SOURCE TEXT:

The YData Profiling package generates an exploratory data analysis (EDA) report with a few lines of code. The report provides dataset and column-level analysis, including plots and summary statistics to help you quickly understand your dataset. These reports can be exported to HTML or JSON so you can share them with other stakeholders.
By the end of this tutorial, you’ll understand that:
- YData Profiling generates interactive reports containing EDA results, including summary statistics, visualizations, correlation matrices, and data quality warnings from DataFrames.
ProfileReportcreates a profile you can save with.to_file()for HTML or JSON export, or display inline with.to_notebook_iframe().- Setting
tsmode=Trueand specifying a date column withsortbyenables time series analysis, including stationarity tests and seasonality detection. - The
.compare()method generates side-by-side reports highlighting distribution shifts and statistical differences between datasets.
To get the most out of this tutorial, you’ll benefit from having knowledge of pandas.
Note: The examples in this tutorial were tested using Python 3.13. Additionally, you may need to install setuptools<81 for backward compatibility.
You can install this package using pip:
$ python -m pip install ydata-profiling
Once installed, you’re ready to transform any pandas DataFrame into an interactive report. To follow along, download the example dataset you’ll work with by clicking the link below:
Get Your Code: Click here to download the free sample code and start automating Python data analysis with YData Profiling.
The following example generates a profiling report from the 2024 flight delay dataset and saves it to disk:
flight_report.py
import pandas as pd
from ydata_profiling import ProfileReport
df = pd.read_csv("flight_data_2024_sample.csv")
profile = ProfileReport(df)
profile.to_file("flight_report.html")
This code generates an HTML file containing interactive visualizations, statistical summaries, and data quality warnings:
You can open the file in any browser to explore your data’s characteristics without writing additional analysis code.
There are a number of tools available for high-level dataset exploration, but not all are built for the same purpose. The following table highlights a few common options and when each one is a good fit:
| Use case | Pick | Best for |
|---|---|---|
| You want to quickly generate an exploratory report | ydata-profiling |
Generating exploratory data analysis reports with visualizations |
| You want an overview of a large dataset | skimpy or df.describe() |
Providing fast, lightweight summaries in the console |
| You want to enforce data quality | pandera |
Validating schemas and catching errors in data pipelines |
Overall, YData Profiling is best used as an exploratory report creation tool. If you’re looking to generate an overview for a large dataset, using SkimPy or a built-in DataFrame library method may be more efficient. Other tools, like Pandera, are more appropriate for data validation.
If YData Profiling looks like the right choice for your use case, then keep reading to learn about its most important features.
Take the Quiz: Test your knowledge with our interactive “Automate Python Data Analysis With YData Profiling” quiz. You’ll receive a score upon completion to help you track your learning progress:
Interactive Quiz
Automate Python Data Analysis With YData ProfilingTest your knowledge of YData Profiling, including report creation, customization, performance optimization, time series analysis, and comparisons.

AVAILABLE DATA:
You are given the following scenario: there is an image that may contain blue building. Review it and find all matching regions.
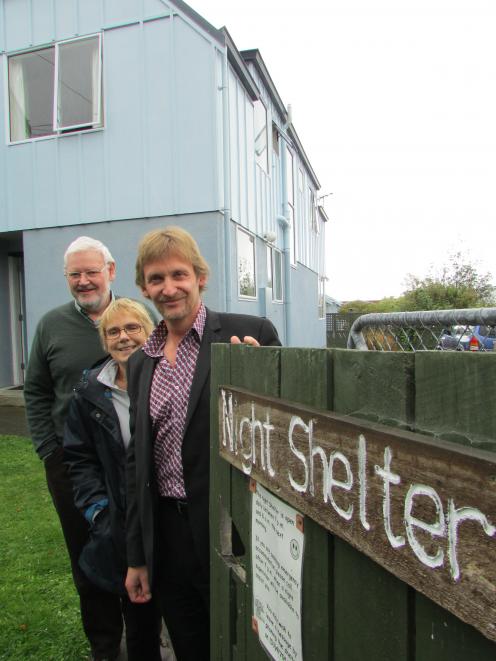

THE EXERCISE: Please update the YData Profiling tutorial by giving everything from "Take the Quiz: Test" down to "analysis, and comparisons." again with "grade" in place of "score".

SOLUTION TO THIS EXERCISE:
Take the Quiz: Test your knowledge with our interactive “Automate Python Data Analysis With YData Profiling” quiz. You’ll receive a grade upon completion to help you track your learning progress:
Interactive Quiz
Automate Python Data Analysis With YData ProfilingTest your knowledge of YData Profiling, including report creation, customization, performance optimization, time series analysis, and comparisons.